— start of Data provided —

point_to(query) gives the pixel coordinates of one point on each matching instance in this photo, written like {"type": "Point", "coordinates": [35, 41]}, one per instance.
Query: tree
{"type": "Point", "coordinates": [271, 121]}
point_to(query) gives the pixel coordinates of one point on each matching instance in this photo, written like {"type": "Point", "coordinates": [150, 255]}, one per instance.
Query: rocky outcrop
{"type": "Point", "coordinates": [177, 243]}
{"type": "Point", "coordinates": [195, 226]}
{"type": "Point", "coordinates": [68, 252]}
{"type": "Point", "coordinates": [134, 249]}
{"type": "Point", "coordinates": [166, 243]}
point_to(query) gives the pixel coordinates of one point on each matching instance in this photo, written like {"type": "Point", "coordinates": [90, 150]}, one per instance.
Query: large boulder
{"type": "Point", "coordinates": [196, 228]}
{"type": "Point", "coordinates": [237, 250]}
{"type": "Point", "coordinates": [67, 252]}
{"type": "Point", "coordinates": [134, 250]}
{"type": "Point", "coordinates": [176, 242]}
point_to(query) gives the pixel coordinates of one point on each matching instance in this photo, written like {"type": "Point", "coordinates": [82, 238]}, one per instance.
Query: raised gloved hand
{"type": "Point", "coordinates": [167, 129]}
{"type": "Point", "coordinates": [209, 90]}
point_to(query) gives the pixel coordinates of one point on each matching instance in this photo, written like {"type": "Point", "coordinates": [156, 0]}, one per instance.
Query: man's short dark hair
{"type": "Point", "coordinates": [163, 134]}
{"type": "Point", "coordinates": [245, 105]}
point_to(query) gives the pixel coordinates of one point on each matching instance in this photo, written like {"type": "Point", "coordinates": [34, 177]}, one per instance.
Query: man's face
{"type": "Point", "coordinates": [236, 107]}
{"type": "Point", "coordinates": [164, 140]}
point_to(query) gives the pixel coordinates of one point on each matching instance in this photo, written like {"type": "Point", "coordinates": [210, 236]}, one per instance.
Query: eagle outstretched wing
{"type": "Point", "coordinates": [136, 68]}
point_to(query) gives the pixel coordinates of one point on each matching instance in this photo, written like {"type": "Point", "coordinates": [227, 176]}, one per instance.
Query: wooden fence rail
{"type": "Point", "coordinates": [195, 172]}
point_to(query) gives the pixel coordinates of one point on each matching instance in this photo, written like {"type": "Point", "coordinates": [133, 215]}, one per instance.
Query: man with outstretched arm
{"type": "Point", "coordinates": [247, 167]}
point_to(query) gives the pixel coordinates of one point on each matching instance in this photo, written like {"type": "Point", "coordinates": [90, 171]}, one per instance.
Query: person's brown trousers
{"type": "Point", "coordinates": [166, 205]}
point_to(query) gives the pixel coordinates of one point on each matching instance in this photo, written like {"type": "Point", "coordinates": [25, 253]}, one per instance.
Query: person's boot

— end of Data provided —

Return every line of the records above that contains the word "outstretched".

Query: eagle outstretched wing
Query: man with outstretched arm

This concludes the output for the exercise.